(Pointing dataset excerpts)
========
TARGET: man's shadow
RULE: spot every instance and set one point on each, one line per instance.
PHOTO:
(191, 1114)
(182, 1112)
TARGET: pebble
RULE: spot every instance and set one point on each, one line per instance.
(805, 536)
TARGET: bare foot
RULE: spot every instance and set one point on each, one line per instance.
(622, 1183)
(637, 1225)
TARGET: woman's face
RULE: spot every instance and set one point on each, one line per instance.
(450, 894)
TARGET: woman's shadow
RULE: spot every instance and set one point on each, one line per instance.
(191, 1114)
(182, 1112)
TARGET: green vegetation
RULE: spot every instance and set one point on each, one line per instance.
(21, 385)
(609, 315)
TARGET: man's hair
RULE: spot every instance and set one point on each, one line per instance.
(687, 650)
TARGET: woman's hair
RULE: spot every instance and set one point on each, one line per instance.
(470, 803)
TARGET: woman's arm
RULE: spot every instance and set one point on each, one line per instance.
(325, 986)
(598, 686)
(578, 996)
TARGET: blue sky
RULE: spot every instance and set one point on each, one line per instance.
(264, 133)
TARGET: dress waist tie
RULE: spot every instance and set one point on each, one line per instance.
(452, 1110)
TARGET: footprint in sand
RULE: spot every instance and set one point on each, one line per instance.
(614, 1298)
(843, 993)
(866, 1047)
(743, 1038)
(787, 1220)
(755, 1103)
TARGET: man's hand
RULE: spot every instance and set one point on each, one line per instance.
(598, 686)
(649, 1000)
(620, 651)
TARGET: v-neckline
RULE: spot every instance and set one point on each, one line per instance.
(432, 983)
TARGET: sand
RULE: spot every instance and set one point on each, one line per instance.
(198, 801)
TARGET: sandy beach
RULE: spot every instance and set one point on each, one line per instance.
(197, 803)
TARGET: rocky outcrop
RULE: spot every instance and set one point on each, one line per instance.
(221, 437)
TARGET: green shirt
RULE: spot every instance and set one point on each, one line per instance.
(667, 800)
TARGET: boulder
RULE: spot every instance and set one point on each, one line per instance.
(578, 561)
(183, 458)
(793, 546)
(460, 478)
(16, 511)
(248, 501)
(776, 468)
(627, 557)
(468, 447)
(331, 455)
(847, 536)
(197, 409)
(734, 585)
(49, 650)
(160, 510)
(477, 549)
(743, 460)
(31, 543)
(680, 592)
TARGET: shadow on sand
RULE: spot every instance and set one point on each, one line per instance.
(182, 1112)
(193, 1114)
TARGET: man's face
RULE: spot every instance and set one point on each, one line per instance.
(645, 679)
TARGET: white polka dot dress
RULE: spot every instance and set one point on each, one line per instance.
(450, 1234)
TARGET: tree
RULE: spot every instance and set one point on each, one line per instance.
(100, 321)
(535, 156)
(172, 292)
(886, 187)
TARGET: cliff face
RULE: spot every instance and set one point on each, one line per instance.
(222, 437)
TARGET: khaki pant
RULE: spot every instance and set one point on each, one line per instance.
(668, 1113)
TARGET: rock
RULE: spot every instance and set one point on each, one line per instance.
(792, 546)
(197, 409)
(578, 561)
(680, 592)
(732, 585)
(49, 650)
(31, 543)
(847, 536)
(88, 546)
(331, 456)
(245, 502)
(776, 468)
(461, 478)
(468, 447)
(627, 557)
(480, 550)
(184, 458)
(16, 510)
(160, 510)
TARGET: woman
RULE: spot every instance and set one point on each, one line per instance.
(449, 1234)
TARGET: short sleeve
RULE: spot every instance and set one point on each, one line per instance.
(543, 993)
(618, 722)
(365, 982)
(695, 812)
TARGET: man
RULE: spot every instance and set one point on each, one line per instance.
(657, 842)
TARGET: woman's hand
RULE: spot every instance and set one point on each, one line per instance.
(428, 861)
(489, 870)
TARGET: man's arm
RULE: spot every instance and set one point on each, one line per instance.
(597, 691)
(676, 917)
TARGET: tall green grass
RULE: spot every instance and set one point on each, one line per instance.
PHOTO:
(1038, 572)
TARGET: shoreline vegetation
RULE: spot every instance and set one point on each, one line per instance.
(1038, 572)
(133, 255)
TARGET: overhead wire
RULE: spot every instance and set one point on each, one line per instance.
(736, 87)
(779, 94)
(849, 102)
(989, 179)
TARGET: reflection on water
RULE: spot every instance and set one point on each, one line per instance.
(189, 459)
========
→ What to produce
Copy out every line of the material above word for word, keeping the original order.

→ Reply
TARGET: man's shadow
RULE: spot every instance and set one point on each, one line per instance.
PHOTO:
(191, 1114)
(182, 1112)
TARGET: pebble
RULE: spot every instance and set one point on each, one line per instance.
(805, 536)
TARGET: bare foot
RULE: spot every instance and set one point on each, one line per instance.
(622, 1183)
(637, 1225)
TARGET: woman's face
RULE: spot every instance and set one point on each, one line per instance.
(450, 894)
TARGET: woman's shadow
RULE: spot every instance and set one point on each, one line per instance.
(191, 1114)
(182, 1112)
TARGET: green vegetation
RULE: spot every instance and set one point on each, one line per instance.
(21, 385)
(609, 315)
TARGET: man's hair
RULE: spot every instance and set one point on each, one line per instance.
(687, 650)
TARGET: woman's hair
RULE: spot every instance and set one point on each, one line per instance.
(470, 803)
TARGET: woman's arm
RULE: spot every instance and set one point on each, one line per instance.
(325, 986)
(598, 686)
(578, 996)
TARGET: blue sky
RULE: spot every instance and set one point on each, one line per instance.
(264, 133)
TARGET: dress waist tie
RULE: spot every instance and set one point on each, one line per instance.
(452, 1110)
TARGET: footprint in sand
RULE: spot every instance and set one point on each, one line per instance.
(614, 1298)
(843, 993)
(866, 1047)
(743, 1038)
(787, 1220)
(755, 1103)
TARGET: man's hand
RULE: spot every instance and set one point on each, one line per instance.
(598, 686)
(649, 1000)
(620, 651)
TARGET: v-neckline
RULE: spot every instance and set one point on each, one line per instance.
(432, 983)
TARGET: sand
RULE: spot every instance and set one point on each, one line per instance.
(198, 801)
TARGET: sandy beach
RULE: spot every instance and set one point on each, one line per instance.
(197, 803)
TARGET: rocky outcrop
RULE: spot every instance and set one point on each, one line per instance.
(221, 437)
TARGET: green shirt
RULE: spot every instance and set one point on each, one line per instance.
(667, 800)
TARGET: boulder
RULE: spot every instance and set one point on each, one line per instance.
(578, 561)
(183, 458)
(793, 546)
(460, 478)
(16, 511)
(248, 501)
(776, 468)
(627, 557)
(468, 447)
(331, 455)
(847, 536)
(197, 409)
(734, 585)
(49, 650)
(160, 510)
(477, 549)
(743, 460)
(31, 543)
(680, 592)
TARGET: shadow on sand
RULE: spot every instance and set one point on each, one line per instance.
(182, 1112)
(193, 1114)
TARGET: man's face
RULE: spot every instance and set one point on each, one line per instance.
(645, 679)
TARGET: white polka dot dress
RULE: spot every instance and set one point on each, one line per instance.
(450, 1234)
TARGET: tree
RULE: spot every instance and set one point on each, one line per instance.
(100, 321)
(535, 156)
(172, 292)
(886, 187)
TARGET: cliff face
RULE: spot every instance and set one point on each, one line per instance.
(222, 437)
TARGET: khaki pant
RULE: spot every instance and set one point on each, one line per instance.
(668, 1113)
TARGET: rock
RULE: spot every instance and set one point on each, one line per instance.
(792, 546)
(197, 409)
(578, 561)
(680, 592)
(732, 585)
(49, 650)
(31, 543)
(847, 536)
(88, 546)
(331, 456)
(245, 502)
(776, 468)
(461, 478)
(468, 447)
(627, 557)
(480, 550)
(184, 458)
(16, 510)
(160, 510)
TARGET: woman
RULE: spot every instance and set one point on each, one line per instance.
(449, 1234)
TARGET: short sleeve
RULE: spot every instance and set one point on each, one line per instance.
(543, 993)
(618, 722)
(365, 982)
(695, 812)
TARGET: man
RULE: spot every instance and set one point on each, one line per instance.
(657, 842)
TARGET: woman's hand
RULE: spot every instance and set one point on each, one line per instance.
(428, 861)
(489, 870)
TARGET: man's arm
RULE: spot every instance and set one point on each, one line per instance.
(597, 691)
(676, 917)
TARGET: tall green grass
RULE: spot every instance and set one point on each, one line per instance.
PHOTO:
(1038, 572)
TARGET: shoreline vegetation
RULE: spot every instance and set one point on each, one line per instance.
(1038, 572)
(133, 255)
TARGET: overhead wire
RULE: spot every instance and set one point on each, one line per instance.
(736, 87)
(779, 94)
(849, 102)
(989, 179)
TARGET: reflection on water
RULE: spot every instance and set one point on each, one line per instance.
(189, 459)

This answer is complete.